## WHAT IS BEING ASKED
Quote the line containing "In this exercise you will label the chrome towel ring" and all lines that follow it in the listing below, exactly as written.
"""
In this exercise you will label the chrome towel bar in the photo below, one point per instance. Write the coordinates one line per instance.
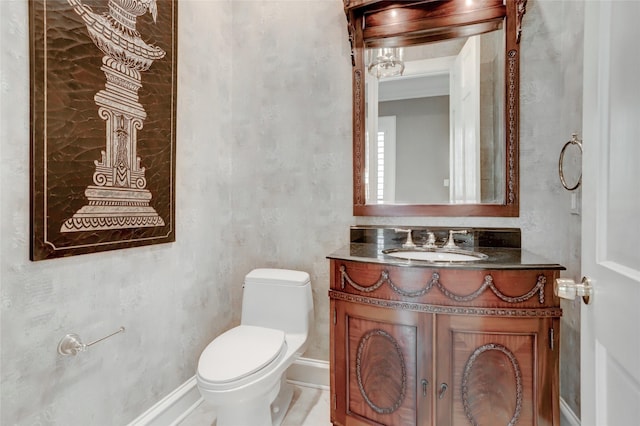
(71, 344)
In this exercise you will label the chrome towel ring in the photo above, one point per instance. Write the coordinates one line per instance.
(574, 141)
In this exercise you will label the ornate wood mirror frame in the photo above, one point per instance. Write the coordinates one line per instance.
(375, 23)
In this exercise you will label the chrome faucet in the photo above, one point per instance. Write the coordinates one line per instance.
(451, 243)
(431, 240)
(409, 243)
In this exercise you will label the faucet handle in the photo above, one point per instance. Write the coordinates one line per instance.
(431, 240)
(451, 243)
(409, 243)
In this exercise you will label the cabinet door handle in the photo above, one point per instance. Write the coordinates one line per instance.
(443, 389)
(425, 383)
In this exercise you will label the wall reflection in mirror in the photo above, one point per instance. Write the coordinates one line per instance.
(435, 131)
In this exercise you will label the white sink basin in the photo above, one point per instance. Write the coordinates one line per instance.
(436, 255)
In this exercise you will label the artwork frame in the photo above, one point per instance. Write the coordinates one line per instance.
(103, 79)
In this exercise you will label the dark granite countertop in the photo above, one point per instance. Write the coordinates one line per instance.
(498, 258)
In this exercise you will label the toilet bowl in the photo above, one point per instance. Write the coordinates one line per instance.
(242, 372)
"""
## EXERCISE RESULT
In this exercise you will label the chrome towel ring in the photo above, one point per instance. Write the coordinates one line per instance.
(574, 141)
In this exercise you will label the ornate wood mirror frame in the photo above, one point per instance. Write the coordinates one line per instance.
(375, 23)
In this exercise you will label the chrome faucet in the photo above, one point per instance. Write the coordinates one line per instance.
(451, 243)
(431, 240)
(409, 243)
In this exercise you will label the faucet handle in the photo above, one point per instance. Write the coordinates one line per instance.
(431, 240)
(451, 243)
(409, 243)
In this exercise you will label the cabinet door handle in the photo above, one point per instance. Write the coordinates one line per instance.
(443, 389)
(425, 383)
In this exercise you will label the wall reflection in mirror in the photo above, one point per instance. Write the coordinates one line per instance.
(435, 131)
In this exercise you will label the white sink basin in the photo above, one point per instance. Write the coordinates one line per instance.
(436, 255)
In this exercise you will label the artwork frame in the photo above, one point per instance. Write the coordinates one line per instance.
(103, 79)
In this exercise you will label the dark granite countertop in the photo above, one point per instance. Write the coordinates one line per instance.
(498, 258)
In this exercise you will label the toilet bowl in the photo above, one point per instance. Write the coordinates one line per instance.
(242, 372)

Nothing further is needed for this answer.